Required work:
Quote every line of the material beneath this one.

Dataset records about object locations:
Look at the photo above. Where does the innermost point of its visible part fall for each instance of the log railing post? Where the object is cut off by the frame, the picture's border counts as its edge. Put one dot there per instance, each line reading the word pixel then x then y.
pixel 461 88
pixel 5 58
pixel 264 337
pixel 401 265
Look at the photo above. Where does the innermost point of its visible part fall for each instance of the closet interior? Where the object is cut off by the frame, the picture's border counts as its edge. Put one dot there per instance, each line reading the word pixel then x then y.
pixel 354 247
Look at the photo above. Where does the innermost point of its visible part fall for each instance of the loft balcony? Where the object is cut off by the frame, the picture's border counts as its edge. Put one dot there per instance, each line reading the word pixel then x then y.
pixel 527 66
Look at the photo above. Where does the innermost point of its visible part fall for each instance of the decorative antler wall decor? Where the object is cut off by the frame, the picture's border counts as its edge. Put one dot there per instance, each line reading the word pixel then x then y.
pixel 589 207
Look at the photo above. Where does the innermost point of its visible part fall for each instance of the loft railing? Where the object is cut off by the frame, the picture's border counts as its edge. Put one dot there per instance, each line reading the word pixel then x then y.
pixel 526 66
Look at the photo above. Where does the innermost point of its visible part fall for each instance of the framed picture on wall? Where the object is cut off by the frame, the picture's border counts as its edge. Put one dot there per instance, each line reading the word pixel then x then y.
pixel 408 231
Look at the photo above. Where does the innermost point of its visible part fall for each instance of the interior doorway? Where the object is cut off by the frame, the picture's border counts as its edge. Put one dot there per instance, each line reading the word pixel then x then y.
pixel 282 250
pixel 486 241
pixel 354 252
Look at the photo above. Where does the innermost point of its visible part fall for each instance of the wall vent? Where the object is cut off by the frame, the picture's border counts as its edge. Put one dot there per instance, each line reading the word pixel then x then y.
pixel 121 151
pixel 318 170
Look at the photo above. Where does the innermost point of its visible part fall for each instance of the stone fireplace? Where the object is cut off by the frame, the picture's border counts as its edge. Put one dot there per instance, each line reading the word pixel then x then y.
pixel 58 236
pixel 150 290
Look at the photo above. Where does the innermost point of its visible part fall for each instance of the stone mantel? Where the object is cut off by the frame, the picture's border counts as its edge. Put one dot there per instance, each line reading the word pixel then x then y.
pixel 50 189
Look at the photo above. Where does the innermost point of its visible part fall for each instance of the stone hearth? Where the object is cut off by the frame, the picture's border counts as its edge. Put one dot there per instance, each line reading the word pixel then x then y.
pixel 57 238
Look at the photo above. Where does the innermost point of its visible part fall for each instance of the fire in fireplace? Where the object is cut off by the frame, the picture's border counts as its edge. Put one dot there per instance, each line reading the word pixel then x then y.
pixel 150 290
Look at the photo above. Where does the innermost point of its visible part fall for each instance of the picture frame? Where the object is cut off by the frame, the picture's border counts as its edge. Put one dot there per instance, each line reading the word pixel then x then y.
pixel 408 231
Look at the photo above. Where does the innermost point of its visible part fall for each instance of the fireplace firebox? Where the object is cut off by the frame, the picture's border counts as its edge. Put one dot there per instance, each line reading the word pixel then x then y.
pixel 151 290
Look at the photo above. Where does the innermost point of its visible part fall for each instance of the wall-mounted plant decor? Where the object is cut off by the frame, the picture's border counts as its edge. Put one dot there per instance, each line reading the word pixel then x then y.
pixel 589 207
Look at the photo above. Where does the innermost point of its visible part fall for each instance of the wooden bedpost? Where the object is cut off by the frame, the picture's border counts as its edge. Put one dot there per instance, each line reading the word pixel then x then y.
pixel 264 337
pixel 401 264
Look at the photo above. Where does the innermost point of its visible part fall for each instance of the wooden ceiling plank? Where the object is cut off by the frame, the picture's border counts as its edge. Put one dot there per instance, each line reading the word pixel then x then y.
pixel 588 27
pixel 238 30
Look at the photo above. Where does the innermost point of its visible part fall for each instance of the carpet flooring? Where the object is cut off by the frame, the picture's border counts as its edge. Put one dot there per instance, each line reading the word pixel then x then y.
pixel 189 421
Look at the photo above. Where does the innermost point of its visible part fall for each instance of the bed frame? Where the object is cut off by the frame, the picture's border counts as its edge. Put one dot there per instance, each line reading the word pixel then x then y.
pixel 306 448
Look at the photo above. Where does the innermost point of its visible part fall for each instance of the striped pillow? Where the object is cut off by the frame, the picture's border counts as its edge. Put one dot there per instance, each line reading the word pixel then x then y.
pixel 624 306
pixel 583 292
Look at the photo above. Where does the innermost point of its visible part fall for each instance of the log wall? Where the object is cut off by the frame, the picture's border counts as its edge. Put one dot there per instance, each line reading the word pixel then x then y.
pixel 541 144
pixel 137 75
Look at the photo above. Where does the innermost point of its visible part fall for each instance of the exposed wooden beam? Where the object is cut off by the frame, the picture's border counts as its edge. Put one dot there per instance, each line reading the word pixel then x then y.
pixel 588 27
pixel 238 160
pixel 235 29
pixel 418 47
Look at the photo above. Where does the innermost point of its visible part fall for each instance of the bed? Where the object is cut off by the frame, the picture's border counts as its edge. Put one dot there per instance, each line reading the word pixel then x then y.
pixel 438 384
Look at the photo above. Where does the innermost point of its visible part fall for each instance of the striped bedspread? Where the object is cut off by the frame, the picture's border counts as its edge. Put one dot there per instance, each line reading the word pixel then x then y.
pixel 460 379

Exercise output:
Look at the photo above. Where does the innermost point of its visible part fall for each instance of the log railing post? Where the object is cut off by the frame, the picture's border counts as its edge. Put one dot there per instance, each line reading the word pixel then x then y.
pixel 461 88
pixel 5 58
pixel 264 337
pixel 401 265
Look at the photo above. Where does the innermost point of its visible part fall for each instance of the closet interior? Where the object is cut off by the frame, the picture's border counts as its edge. Put one dot there per instance, each line reading the word pixel then x then y.
pixel 354 247
Look at the photo above. Where does the innermost point of its visible part fall for each instance of the loft balcony? Where the object is cut off by the frame, the picture's border counts as its edge. Put one dot there per instance, each line reading the word pixel then x then y.
pixel 527 66
Look at the photo above. Where does the innermost point of its visible part fall for each instance of the decorative antler wall decor? Where the object is cut off by the frame, the picture's border counts as its edge. Put one dot there per instance, each line reading the word pixel then x then y.
pixel 589 207
Look at the photo above. Where does the innermost point of its visible part fall for each instance of the loft railing? Where the object is cut off by the frame, the picture's border counts as its edge. Put one dot there per instance, each line reading the word pixel then x then y.
pixel 526 66
Look at the photo above. Where does the innermost point of its visible part fall for each instance of the framed picture on wall? Where the object is cut off by the frame, the picture's border counts as its edge. Put one dot there per instance, each line reading the word pixel then x then y.
pixel 408 231
Look at the photo above. Where does the innermost point of its visible part fall for each instance of the interior doorway? Where the object is cut off by the frame, the picture's border counts as its edge. Put one dot there per instance, each line reading the word pixel then x then y.
pixel 282 250
pixel 486 241
pixel 354 252
Look at the photo above. Where does the innermost point of its visible part fall for each instance of the wall vent? Where the object is cut off by the frame, the picture's border counts as its edge. Put one dot there per instance, each line reading the word pixel then x then y.
pixel 121 151
pixel 318 170
Look at the photo above. Where does the innermost point of its visible part fall for each instance of the stone fireplace? Where the object is cut off by the frame, the picture's border counts as its edge. Put one dot there per instance, each line reading the word pixel then x then y.
pixel 58 236
pixel 150 290
Look at the photo above. Where does the innermost point of its visible part fall for each instance of the stone mantel? Where the object is cut off by the frame, the picture's border counts as its edge. Put one dot there per instance, each line reading the word pixel then x then y.
pixel 50 189
Look at the photo above. Where does the innermost point of its visible part fall for each instance of the stone hearth? Where the object is cut off by the frame, the picture's border counts as its edge. Put one dot there per instance, each line reading the word pixel then x then y.
pixel 57 238
Look at the photo above. Where does the innermost point of its visible part fall for each instance of the fire in fireplace? Where the object is cut off by the frame, the picture's border counts as its edge. Put one dot there per instance, each line reading the word pixel then x then y.
pixel 150 290
Look at the photo above. Where does the innermost point of its visible part fall for each instance of the picture frame? Where the object is cut off by the frame, the picture's border counts as its edge. Put one dot there per instance, each line reading the word pixel then x then y.
pixel 408 231
Look at the photo above. Where does the innermost point of its visible part fall for each instance of the fireplace firebox? Where the object is cut off by the frame, the picture's border counts as its edge. Put one dot there per instance, each line reading the word pixel then x then y.
pixel 151 290
Look at the photo above. Where does the innermost point of its visible part fall for each instance of the wall-mounted plant decor? Where the object is cut off by the frame, the picture's border counts as its edge. Put one dot there per instance, each line reading the word pixel then x then y.
pixel 589 207
Look at the photo above. Where does the innermost point of its visible part fall for each instance of the wooden bedpost? Where the object is cut off by the frame, the picture's border counts as its edge. Put one dot there per instance, each line reading the word pixel then x then y.
pixel 264 337
pixel 401 264
Look at the photo above. Where does the innermost point of its visible part fall for each instance of the wooden ceiling plank? Where the object is cut off by the frame, the picture's border counts as its edge. Put one dot there per instance, each line reading the word pixel then x then y.
pixel 588 27
pixel 238 30
Look at the photo above. Where does the innermost point of its visible part fall for each instance of the carpet flooring? Where the object is cut off by the frame, the picture's border counts as its edge. Put one dot there per instance, each line reading the word pixel then x then y.
pixel 189 421
Look at the photo above. Where does the innermost point of its visible part fall for each instance of the bed frame? Where the object is cut off by the frame, the picture's border counts as its edge. Put one dot there per instance, each line reading the word pixel then x then y.
pixel 306 448
Look at the photo above. Where does the innermost point of its visible part fall for each instance of the striped pillow? Where the object is cut off by the frame, the picture's border counts as its edge. Put one dot there per instance, each line reading the word pixel then x then y.
pixel 624 306
pixel 583 292
Look at the photo above. Where does the innermost point of its visible part fall for each instance of the log wall? Where the object is cut off by the frame, the picture's border counts as its edge. Put one dot there per instance, each line reading the word pixel then x then y.
pixel 541 144
pixel 137 75
Look at the photo above. Where does the innermost point of its visible part fall for each instance of the exposed wooden beam? Where the object is cut off by the frame, the picture's border counts as its edge. Put one dot there per instance, each line reading the word pixel then x then y.
pixel 588 27
pixel 238 160
pixel 235 29
pixel 418 47
Look at the photo above. Where does the innermost point of its visible part fall for each instance of the bed? Where the object is cut off by the frame, the picture's border counts as its edge. Put one dot there per instance, each line reading the word pixel then x then y.
pixel 438 384
Look at the photo above. Where does the innermost point of its visible part fall for each instance of the striped bedspread? Where the object is cut off by the frame, the picture's border counts as its edge. Put one dot there per instance, each line reading the word pixel then x then y.
pixel 460 379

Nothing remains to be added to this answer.